Natural-language object grounding data

┄┄┄┄┄┄┄┄┄┄

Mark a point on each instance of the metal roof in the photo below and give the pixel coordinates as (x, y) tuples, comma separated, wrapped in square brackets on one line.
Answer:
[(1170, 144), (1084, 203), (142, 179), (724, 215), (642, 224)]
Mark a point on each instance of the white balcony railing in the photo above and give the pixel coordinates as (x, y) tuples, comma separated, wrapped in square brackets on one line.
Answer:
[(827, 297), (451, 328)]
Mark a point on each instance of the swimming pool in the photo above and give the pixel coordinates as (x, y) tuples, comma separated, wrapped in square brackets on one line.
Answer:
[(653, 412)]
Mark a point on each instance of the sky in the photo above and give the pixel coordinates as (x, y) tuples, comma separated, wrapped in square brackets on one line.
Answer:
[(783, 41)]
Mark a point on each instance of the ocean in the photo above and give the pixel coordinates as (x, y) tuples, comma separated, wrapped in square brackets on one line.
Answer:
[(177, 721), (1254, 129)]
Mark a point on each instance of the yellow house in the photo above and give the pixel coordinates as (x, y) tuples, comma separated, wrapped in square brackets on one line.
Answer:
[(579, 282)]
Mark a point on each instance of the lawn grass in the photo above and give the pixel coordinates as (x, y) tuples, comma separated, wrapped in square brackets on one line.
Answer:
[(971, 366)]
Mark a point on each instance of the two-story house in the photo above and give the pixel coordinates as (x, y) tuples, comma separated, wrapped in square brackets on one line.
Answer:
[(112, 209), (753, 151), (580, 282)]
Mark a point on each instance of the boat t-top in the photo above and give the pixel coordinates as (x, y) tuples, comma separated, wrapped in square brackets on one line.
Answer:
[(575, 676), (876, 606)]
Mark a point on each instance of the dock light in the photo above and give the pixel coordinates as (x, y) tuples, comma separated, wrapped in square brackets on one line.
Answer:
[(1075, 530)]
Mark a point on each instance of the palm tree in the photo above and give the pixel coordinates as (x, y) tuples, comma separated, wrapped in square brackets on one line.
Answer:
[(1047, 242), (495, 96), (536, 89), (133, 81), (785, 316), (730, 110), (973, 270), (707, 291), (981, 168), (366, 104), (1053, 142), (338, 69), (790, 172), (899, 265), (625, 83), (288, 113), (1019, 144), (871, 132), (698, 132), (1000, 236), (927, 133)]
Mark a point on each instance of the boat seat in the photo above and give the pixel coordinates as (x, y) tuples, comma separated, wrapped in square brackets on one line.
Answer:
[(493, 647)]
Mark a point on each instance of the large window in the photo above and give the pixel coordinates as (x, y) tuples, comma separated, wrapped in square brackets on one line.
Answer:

┄┄┄┄┄┄┄┄┄┄

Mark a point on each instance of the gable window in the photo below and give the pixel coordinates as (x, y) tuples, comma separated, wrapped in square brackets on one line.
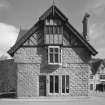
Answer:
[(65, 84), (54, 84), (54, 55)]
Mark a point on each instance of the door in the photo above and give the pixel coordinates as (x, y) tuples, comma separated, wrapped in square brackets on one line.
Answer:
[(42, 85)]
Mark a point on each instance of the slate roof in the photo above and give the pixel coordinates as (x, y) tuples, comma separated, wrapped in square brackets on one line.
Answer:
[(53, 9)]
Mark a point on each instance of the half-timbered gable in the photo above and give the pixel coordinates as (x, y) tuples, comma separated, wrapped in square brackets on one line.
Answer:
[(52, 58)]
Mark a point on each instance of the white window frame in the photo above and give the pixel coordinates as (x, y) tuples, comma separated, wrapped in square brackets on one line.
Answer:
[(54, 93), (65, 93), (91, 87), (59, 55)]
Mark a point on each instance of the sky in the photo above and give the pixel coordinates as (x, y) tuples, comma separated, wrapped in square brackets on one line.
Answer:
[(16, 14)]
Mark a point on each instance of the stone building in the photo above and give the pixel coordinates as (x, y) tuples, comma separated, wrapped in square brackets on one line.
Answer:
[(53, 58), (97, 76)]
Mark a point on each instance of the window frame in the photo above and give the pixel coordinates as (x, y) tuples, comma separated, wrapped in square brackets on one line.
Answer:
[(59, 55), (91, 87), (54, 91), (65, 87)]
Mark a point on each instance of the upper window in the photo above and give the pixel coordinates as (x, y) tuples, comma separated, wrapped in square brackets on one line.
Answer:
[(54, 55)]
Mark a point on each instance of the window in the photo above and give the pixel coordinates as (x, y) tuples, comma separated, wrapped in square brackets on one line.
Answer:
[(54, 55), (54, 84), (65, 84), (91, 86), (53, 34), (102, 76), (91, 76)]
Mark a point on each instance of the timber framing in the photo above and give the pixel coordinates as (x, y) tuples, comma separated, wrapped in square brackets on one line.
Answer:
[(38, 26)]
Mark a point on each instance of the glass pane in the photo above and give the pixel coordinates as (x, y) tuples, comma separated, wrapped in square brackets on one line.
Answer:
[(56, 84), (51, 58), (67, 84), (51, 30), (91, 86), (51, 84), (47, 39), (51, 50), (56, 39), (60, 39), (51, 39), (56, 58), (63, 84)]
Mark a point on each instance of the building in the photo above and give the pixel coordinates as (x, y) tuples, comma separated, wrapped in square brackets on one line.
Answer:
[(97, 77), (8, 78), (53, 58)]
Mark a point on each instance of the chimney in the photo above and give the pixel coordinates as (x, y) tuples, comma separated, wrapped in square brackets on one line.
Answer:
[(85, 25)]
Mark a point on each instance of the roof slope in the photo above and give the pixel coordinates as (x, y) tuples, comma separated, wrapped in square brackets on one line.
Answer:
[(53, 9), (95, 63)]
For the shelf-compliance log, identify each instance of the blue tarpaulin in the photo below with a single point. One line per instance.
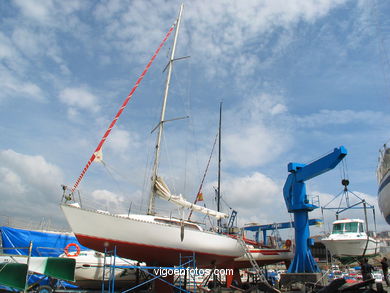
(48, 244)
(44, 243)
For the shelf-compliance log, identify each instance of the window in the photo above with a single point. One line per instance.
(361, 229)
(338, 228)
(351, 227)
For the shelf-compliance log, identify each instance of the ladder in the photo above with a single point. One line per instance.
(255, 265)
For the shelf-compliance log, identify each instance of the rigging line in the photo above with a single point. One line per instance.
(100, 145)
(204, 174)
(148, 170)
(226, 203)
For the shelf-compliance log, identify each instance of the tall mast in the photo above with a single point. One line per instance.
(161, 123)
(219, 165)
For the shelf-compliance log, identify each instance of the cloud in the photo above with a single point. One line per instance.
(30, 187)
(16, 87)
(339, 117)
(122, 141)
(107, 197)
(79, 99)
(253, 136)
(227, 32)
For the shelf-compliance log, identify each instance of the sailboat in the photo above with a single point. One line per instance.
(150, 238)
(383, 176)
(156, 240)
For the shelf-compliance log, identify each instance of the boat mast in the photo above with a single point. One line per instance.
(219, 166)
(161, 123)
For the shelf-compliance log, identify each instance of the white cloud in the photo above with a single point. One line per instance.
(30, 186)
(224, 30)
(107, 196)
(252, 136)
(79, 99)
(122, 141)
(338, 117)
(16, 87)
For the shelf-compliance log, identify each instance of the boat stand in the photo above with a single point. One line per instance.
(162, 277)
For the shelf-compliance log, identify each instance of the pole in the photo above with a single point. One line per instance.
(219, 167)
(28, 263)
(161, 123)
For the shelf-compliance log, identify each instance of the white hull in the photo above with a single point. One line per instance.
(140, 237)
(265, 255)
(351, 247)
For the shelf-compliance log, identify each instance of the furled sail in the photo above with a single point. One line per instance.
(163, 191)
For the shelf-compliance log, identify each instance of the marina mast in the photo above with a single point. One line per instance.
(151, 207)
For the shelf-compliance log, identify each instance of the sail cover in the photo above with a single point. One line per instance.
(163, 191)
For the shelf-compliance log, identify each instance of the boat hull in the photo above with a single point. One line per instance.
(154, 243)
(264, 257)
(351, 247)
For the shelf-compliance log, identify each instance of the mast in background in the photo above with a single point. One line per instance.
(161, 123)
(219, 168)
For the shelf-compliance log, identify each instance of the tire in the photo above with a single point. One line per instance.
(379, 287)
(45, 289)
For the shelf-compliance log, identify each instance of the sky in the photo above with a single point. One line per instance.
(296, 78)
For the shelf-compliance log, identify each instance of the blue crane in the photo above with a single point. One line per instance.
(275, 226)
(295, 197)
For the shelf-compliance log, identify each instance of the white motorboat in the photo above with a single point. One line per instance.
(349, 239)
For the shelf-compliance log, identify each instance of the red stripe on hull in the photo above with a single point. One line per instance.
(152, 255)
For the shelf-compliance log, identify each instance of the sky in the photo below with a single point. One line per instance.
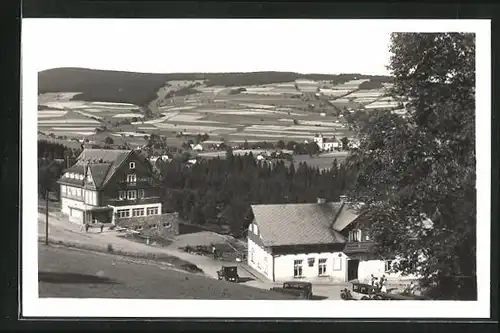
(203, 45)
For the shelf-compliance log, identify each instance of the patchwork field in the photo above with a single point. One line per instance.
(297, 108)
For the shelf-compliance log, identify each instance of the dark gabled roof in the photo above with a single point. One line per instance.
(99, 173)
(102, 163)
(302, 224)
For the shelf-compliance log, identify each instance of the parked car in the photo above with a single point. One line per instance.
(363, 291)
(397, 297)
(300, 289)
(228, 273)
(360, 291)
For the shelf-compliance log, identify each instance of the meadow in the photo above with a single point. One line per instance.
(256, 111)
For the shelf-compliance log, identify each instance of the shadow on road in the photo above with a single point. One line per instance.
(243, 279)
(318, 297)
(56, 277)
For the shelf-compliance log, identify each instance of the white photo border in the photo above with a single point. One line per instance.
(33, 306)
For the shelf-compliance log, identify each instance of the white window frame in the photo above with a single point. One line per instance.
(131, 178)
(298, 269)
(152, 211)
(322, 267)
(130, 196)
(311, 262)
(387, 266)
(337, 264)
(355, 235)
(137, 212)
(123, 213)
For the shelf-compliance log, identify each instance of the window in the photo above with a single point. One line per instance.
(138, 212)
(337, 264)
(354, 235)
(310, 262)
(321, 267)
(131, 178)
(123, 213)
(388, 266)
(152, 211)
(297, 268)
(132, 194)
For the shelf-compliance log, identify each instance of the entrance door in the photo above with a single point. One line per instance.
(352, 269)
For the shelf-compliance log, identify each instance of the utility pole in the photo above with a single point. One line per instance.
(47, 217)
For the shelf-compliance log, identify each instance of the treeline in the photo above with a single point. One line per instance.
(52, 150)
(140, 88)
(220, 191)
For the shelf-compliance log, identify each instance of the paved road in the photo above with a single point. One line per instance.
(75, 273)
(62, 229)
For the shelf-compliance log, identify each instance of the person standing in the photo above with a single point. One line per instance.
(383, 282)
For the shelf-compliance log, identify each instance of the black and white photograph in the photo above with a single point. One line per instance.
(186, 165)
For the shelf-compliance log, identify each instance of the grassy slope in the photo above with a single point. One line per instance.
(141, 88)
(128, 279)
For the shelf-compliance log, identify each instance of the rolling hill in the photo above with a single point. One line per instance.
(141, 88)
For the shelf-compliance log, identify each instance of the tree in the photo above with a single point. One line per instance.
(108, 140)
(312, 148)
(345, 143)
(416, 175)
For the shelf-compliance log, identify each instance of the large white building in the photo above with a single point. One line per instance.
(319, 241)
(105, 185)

┄┄┄┄┄┄┄┄┄┄

### Task to carry out
Each line of the data that includes "house" should be copied.

### Exercise solution
Mark a point on each instance of the yellow house in the photo above and give the pixel coordinates as (x, y) tuples, comma separated, wrapped in square brackets on one line.
Mark a point on each instance of the two-story house in the photo above and give the pixel coordinates as (x, y) tuples, comma separated, wrapped in square brackets on one line.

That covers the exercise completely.